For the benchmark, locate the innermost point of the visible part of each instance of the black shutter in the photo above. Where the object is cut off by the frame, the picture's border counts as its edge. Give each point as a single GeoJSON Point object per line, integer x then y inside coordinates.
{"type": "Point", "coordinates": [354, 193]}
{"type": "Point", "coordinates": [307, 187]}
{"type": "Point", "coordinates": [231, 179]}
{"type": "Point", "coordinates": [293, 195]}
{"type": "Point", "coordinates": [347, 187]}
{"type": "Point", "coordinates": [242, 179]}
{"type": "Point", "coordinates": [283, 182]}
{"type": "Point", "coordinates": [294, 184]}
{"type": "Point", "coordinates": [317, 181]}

--

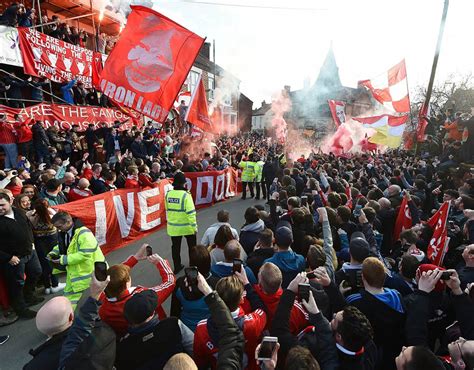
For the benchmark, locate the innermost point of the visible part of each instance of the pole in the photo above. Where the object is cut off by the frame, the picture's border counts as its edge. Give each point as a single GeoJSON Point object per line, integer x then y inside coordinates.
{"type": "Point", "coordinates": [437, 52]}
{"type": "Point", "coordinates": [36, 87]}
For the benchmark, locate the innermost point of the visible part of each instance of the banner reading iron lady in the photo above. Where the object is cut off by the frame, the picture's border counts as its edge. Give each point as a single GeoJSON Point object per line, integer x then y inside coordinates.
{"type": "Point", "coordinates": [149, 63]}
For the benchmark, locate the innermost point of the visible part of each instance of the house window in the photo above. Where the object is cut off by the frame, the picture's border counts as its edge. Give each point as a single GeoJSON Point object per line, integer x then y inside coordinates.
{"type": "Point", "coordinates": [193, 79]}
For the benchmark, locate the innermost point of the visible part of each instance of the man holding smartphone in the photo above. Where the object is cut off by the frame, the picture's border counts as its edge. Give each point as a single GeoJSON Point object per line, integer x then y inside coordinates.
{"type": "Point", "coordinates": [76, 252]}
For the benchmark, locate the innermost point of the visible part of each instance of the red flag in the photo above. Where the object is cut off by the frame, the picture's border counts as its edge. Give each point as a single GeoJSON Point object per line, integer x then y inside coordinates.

**Work required**
Rewrite the data as a numbered list, starting at the line that contains "of the house" and ending at the line that contains "the red flag", both included, leaving out any blank lines.

**Answer in full**
1. For the benchmark, locate the innermost point of the visible part of each instance of the house window in the photo above. Where the object is cut off by the frame, the picture's border counts as its edge. Give each point as a single GeoJSON Point object per line, integer x then y inside coordinates.
2. {"type": "Point", "coordinates": [193, 79]}
3. For the benchmark, locate the innermost point of the visible part of each instance of the man holding smartphone in the photo above. Where the object is cut off by the frame, the picture's border counts as its edge. Give each point as a single GeoJSON Point object per line, integer x then y inside coordinates.
4. {"type": "Point", "coordinates": [76, 252]}
5. For the benchmark, locate the innermost point of the visible part of each instance of the red flag in the photo above. Where the object is cut off by the frame, the picture's border counts as its edge. Give each point as a single GeoJSON Point object per line, integer x then y inside coordinates.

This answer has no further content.